Document segment:

The 1989 El Salvador FMLN Guerrilla Offensive: Part IV: - “Death from Above” to the Truce at the Sheraton.
Tuesday, November 21, 1989

Ten days into the FMLN guerrilla offensive, chaos reigned in San Salvador, the capital of El Salvador. Few anticipated that the offensive would last this long. The US-backed government maintained control of the airspace. It used it to attack the insurgents while also terrorizing the civilian population, most of whom resided in impoverished neighborhoods and shantytowns. The fragile houses in these areas, with their corrugated aluminum roofs, were easily penetrated by even simple rifle fire, providing no protection from the "death from above" delivered by planes and helicopters equipped with miniguns, rockets, and 500-pound bombs.

Any inhabitant of any barrio who had witnessed their neighbors being killed by a Salvadoran government airborne attack would think twice about “sheltering in place.” After such an attack, they would likely gather what was left of their families - and, under cover of hastily made white flags held aloft, flee to safety – somewhere – anywhere.
As a result, the strategy of the FMLN had to evolve or fizzle out. El Choco, a mid-level rebel commander, explained that the decision to withdraw from the poorer neighborhoods was intentional. He stated, “We are in the affluent neighborhood of Escalón today to see if the Air Force will do here what they did to the people when they bombed the poorer areas.”

The guerrillas were now moving into the wealthier parts of the city, particularly in the Escalón and San Benito neighborhoods, which extend across the hills and ravines leading up to the San Salvador volcano. Since the upper class, allied with the military, owned these expensive properties, air attacks would likely be severely restricted. Even if such attacks did occur, the homes of the wealthy were constructed much more sturdily and more resistant to attack.
In addition, residents of the wealthier neighborhoods typically employed maids—sometimes several in a single household. These maids most often came from poorer backgrounds and frequently sympathized with, or even supported, the guerrillas, who were often their relatives.

Another benefit emerged from this situation. When guerrillas occupied properties owned by upper-class residents, it often led to conversations between the captured individuals and the guerrillas, who now shared a common enemy: the Armed Forces (ESAF), which, even if it didn’t bomb, was always threatening to do so. This scenario began to foster a shift in mentality amongst the wealthier classes, one that started to seek a peaceful resolution.

Set exercise a: Pull out each line of the records that contains the word "building".

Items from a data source
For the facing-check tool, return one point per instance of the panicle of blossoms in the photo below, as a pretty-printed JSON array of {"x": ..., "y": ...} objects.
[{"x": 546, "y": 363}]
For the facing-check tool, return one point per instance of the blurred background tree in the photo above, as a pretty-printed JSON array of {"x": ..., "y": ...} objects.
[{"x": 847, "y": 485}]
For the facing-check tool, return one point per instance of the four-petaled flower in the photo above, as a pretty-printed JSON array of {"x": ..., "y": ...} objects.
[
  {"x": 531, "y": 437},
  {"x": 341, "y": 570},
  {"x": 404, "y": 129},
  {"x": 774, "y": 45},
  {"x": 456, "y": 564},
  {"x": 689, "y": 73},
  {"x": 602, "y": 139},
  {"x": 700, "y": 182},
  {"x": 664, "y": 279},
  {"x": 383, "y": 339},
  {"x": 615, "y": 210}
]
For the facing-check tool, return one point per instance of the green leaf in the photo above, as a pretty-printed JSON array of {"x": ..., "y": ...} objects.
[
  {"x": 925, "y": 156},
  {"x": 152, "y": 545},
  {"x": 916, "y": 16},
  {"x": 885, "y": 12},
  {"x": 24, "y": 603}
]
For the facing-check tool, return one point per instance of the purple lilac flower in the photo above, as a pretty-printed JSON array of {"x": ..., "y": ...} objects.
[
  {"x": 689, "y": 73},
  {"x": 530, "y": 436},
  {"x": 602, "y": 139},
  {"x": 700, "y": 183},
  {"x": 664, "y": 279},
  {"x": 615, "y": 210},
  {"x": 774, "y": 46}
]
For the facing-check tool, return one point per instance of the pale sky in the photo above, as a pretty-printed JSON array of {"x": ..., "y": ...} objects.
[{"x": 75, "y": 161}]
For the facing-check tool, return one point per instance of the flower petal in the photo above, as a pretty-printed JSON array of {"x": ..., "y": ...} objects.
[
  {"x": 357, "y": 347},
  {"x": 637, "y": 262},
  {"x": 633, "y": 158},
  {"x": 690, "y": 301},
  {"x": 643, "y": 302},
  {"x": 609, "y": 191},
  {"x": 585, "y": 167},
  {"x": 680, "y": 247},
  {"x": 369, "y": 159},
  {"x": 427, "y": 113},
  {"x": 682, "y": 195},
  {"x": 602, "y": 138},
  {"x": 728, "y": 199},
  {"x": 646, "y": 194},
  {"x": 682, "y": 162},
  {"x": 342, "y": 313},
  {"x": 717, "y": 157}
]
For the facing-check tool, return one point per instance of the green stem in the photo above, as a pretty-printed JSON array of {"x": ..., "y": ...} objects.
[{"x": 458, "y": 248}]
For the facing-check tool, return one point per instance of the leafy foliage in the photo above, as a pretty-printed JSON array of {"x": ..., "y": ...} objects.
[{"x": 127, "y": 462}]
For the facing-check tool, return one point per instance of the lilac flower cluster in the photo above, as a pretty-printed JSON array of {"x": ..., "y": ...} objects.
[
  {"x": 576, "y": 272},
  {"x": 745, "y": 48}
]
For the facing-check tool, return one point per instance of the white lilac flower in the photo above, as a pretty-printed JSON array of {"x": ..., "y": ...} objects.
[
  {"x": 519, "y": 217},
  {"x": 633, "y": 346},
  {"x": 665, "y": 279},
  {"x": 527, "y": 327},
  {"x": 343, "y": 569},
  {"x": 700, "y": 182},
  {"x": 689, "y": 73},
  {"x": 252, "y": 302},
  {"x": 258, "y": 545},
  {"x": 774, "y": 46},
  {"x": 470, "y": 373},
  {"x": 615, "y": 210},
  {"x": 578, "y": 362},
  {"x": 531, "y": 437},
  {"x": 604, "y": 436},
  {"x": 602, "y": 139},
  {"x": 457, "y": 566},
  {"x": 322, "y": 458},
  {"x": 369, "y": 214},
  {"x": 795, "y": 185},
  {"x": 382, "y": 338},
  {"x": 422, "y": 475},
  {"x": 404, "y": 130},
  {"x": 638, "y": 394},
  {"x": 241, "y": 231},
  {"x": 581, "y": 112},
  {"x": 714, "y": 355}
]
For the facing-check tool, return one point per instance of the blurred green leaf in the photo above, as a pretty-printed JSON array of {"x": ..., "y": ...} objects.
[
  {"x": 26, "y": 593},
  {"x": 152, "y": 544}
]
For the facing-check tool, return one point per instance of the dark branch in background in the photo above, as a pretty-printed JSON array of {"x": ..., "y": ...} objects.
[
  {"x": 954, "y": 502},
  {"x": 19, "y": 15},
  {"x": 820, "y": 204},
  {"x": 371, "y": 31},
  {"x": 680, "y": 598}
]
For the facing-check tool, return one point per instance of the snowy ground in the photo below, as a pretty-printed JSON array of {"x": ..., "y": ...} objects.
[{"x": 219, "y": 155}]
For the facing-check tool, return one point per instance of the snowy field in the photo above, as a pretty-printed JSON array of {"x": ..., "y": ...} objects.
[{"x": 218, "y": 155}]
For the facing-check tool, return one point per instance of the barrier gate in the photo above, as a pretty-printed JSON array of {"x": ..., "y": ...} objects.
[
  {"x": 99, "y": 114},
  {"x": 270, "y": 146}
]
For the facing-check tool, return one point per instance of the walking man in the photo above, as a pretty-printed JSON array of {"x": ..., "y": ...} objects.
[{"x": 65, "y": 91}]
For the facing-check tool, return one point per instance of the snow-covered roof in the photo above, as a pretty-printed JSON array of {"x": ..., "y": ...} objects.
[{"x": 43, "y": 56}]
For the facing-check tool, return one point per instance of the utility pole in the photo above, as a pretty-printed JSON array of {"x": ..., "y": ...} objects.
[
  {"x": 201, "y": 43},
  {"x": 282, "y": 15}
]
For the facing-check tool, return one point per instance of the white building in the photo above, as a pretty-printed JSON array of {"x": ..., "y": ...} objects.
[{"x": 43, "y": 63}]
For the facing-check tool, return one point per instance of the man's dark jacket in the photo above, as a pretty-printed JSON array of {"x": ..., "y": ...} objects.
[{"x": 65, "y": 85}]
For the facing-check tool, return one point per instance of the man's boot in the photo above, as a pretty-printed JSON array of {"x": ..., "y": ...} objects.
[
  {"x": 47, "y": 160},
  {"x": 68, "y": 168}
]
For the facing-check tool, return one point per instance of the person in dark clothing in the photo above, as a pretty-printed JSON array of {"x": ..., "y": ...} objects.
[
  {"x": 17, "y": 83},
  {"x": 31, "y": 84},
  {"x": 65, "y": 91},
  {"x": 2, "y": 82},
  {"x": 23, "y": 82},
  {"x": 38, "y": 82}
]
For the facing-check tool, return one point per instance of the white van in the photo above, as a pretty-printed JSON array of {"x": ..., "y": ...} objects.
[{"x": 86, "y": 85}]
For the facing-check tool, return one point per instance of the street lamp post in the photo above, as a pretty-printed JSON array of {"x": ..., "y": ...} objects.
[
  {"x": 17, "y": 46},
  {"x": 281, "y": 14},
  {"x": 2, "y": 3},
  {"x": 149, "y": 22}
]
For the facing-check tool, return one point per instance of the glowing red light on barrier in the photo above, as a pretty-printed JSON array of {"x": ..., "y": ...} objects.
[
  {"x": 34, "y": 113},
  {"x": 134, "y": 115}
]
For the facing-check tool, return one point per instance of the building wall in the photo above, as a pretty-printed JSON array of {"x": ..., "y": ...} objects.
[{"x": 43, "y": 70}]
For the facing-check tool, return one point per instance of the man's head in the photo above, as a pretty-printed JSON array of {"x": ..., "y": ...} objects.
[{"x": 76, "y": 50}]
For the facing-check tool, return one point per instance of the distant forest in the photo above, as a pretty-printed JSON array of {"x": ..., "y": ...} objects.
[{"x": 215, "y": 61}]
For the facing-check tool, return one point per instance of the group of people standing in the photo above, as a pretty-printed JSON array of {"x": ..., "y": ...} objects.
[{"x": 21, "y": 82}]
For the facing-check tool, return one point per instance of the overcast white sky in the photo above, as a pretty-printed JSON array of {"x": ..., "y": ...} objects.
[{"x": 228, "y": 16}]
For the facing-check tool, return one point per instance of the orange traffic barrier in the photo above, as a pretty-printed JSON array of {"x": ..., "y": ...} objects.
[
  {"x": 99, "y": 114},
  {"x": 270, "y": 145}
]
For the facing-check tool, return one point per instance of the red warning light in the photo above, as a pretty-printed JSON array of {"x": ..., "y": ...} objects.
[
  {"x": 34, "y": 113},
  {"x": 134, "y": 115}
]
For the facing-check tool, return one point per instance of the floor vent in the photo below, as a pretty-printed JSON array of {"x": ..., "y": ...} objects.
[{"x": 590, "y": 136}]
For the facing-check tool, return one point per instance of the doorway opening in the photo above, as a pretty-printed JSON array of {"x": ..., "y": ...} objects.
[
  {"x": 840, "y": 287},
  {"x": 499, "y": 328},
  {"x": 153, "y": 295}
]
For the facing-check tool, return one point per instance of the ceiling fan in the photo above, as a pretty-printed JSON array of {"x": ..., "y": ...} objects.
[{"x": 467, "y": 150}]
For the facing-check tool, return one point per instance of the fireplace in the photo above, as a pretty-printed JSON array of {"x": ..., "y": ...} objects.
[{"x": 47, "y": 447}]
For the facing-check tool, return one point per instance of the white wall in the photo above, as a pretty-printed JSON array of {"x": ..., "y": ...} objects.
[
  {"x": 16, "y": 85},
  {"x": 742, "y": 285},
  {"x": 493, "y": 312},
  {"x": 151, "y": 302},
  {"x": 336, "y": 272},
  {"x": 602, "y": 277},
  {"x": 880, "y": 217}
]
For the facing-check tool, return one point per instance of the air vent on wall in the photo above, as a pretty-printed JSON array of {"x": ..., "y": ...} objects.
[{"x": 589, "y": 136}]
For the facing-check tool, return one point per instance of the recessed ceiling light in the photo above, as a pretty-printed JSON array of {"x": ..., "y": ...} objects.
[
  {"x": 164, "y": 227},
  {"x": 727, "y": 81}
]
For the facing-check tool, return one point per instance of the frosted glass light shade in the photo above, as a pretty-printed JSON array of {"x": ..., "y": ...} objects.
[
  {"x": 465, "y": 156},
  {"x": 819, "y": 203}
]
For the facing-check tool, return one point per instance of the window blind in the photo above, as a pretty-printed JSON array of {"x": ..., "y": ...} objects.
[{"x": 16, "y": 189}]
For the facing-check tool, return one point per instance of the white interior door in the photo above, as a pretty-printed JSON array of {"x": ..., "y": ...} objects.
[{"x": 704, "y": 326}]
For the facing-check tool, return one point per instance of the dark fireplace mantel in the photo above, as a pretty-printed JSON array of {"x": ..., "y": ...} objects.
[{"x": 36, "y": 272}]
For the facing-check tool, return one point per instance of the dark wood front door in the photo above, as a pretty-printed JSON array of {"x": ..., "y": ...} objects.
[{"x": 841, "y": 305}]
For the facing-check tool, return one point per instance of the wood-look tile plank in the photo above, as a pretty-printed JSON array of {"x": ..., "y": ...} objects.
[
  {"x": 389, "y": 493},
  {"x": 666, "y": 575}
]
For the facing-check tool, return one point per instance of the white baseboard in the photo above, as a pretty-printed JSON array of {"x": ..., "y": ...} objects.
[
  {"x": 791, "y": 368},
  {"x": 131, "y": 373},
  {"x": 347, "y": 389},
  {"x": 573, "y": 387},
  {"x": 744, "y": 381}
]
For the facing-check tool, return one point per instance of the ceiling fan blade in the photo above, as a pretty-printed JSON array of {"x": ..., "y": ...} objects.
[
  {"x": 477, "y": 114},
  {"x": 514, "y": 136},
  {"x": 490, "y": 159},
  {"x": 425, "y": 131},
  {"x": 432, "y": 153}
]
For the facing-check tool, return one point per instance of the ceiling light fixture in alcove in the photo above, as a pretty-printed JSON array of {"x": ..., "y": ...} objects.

Set exercise b: Using the account of the 1989 FMLN offensive, mark each statement yes or no and quote the words that settle it: (i) The government controlled the airspace over the capital. (ii) El Choco was a top-ranking rebel commander. (iii) The maids in wealthier households mostly came from upper-class families.

Exercise output a:
For the facing-check tool, return one point per instance of the white building in the photo above, as a pretty-printed JSON array of {"x": ..., "y": ...} objects.
For the facing-check tool, return one point per instance of the building wall in the photo above, as a pretty-printed JSON array of {"x": ..., "y": ...} objects.

Exercise output b:
(i) Yes: "The US-backed government maintained control of the airspace."
(ii) No: "El Choco, a mid-level rebel commander"
(iii) No: "These maids most often came from poorer backgrounds"